* _Problem requirements_
Please copy out all of the records below word for word, omitting the pictures.

Annotation records
++++++++++
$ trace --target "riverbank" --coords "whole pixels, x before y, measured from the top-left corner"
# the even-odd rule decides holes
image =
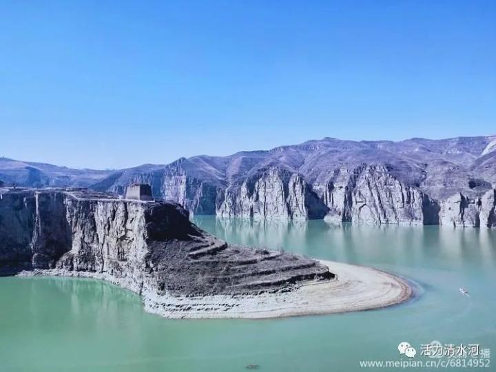
[[[316,280],[289,291],[204,296],[158,296],[145,284],[105,273],[37,270],[19,275],[94,278],[141,295],[145,309],[168,318],[268,318],[345,313],[379,309],[404,302],[413,296],[406,280],[371,267],[332,261],[320,262],[336,274],[332,280]]]

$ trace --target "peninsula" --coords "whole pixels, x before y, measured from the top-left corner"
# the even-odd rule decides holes
[[[0,189],[0,271],[105,280],[167,318],[344,312],[412,296],[405,280],[371,268],[228,245],[178,204],[130,189]]]

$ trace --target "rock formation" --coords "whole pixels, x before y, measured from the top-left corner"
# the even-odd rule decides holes
[[[3,273],[102,278],[149,297],[286,291],[334,276],[309,258],[227,245],[176,203],[81,189],[0,190],[0,240]]]
[[[154,198],[220,217],[493,227],[496,136],[326,138],[114,172],[0,158],[0,178],[27,186],[65,180],[65,186],[90,185],[120,194],[132,183],[147,183]]]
++++++++++
* _Correct output_
$ trace --target "riverbank" --coords "whole pixels, x before y, measured from the top-left corner"
# the even-odd rule decides holes
image =
[[[316,280],[289,291],[204,296],[158,296],[145,284],[105,273],[37,270],[19,275],[94,278],[141,295],[145,309],[168,318],[268,318],[345,313],[379,309],[404,302],[413,296],[406,280],[371,267],[332,261],[320,262],[336,274],[332,280]]]

$ trace --target "peninsula" --coords "whole pixels, x before y, measured from the top-left corner"
# the even-odd rule decides holes
[[[0,189],[0,271],[105,280],[167,318],[344,312],[412,296],[405,280],[371,268],[228,245],[178,204],[130,189]]]

$ trace --target "rock formation" --coords "whole pixels, x before y, measured from the top-left corner"
# the even-odd rule decides holes
[[[3,273],[102,278],[149,297],[286,291],[334,276],[309,258],[227,245],[176,203],[81,189],[0,190],[0,240]]]
[[[154,198],[220,217],[493,227],[496,136],[326,138],[114,172],[0,158],[0,178],[27,186],[65,180],[65,186],[90,185],[120,194],[132,183],[147,183]]]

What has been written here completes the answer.